### [WORK ORDER A]
Please set down, word for word, the fiscal cliff article from "However, a Senate" up to and including "the fiscal cliff.".
### [WORK ORDER B]
Answer these questions from the fiscal cliff article:
(i) Who told CNN that the nation should gird for long-range battle?
(ii) According to a Senate Republican leadership aide, what threshold for tax cut extensions do Republicans reject?
(iii) On which program did Joe Lieberman speak on Sunday?
### [WORK ORDER C]
Translate this sentence from the fiscal cliff article into Spanish: "However, a Senate Republican leadership aide told CNN that Republicans reject Obama's $250,000 threshold for tax cut extensions."

### [DOCUMENT EXCERPT]
┄┄┄┄┄┄┄┄┄┄

While the focus now is on a possible agreement in coming days or weeks, anti-tax crusader Grover Norquist told CNN earlier this week that the nation should gird for long-range battle.
"It's four years of a fight. It's not one week of a fight," said Norquist, who has threatened to mount primary challenges against Republicans who violate a pledge they signed at his behest against ever voting for a tax increase.
While both sides say they want to avoid the fiscal cliff, signs are emerging that a deal would come after the new year to blunt the harshest impacts.
Under that scenario, the new Congress convening in early January would vote to lower taxes from the higher rates that will go into effect in January when the Bush cuts expire, with the new top rates staying intact.
According to a senior administration official, Obama continues to oppose a Republican call for extending the Bush-era tax cuts for everyone to buy time for working out a broader deficit reduction deal that would include overall tax reform.
However, a Senate Republican leadership aide told CNN that Republicans reject Obama's $250,000 threshold for tax cut extensions.
"We're going to be here New Year's Eve," retiring Sen. Joe Lieberman said Sunday on CNN's "State of the Union," adding that it was likely the nation would go over the fiscal cliff.

┄┄┄┄┄┄┄┄┄┄

### [PROVIDED MATERIAL]
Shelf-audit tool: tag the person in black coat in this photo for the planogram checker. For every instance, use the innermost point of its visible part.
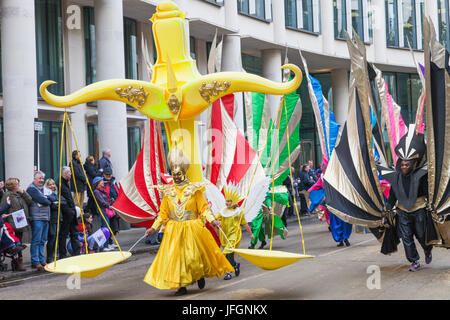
(69, 222)
(92, 171)
(306, 182)
(80, 179)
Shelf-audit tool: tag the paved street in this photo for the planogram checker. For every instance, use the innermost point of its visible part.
(334, 273)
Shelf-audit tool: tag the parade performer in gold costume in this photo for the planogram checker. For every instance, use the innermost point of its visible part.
(188, 252)
(231, 218)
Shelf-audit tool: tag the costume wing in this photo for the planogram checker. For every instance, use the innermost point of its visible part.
(256, 198)
(138, 202)
(215, 197)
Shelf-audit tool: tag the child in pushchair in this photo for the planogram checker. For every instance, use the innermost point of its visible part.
(95, 239)
(10, 245)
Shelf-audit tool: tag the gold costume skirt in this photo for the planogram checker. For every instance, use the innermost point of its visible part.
(188, 252)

┄┄┄┄┄┄┄┄┄┄

### [RESPONSE BOX A]
However, a Senate Republican leadership aide told CNN that Republicans reject Obama's $250,000 threshold for tax cut extensions.
"We're going to be here New Year's Eve," retiring Sen. Joe Lieberman said Sunday on CNN's "State of the Union," adding that it was likely the nation would go over the fiscal cliff.

### [RESPONSE BOX B]
(i) Grover Norquist
(ii) Obama's $250,000 threshold
(iii) CNN's "State of the Union"

### [RESPONSE BOX C]
Sin embargo, un asesor del liderazgo republicano en el Senado dijo a CNN que los republicanos rechazan el umbral de 250.000 dólares de Obama para las extensiones de los recortes de impuestos.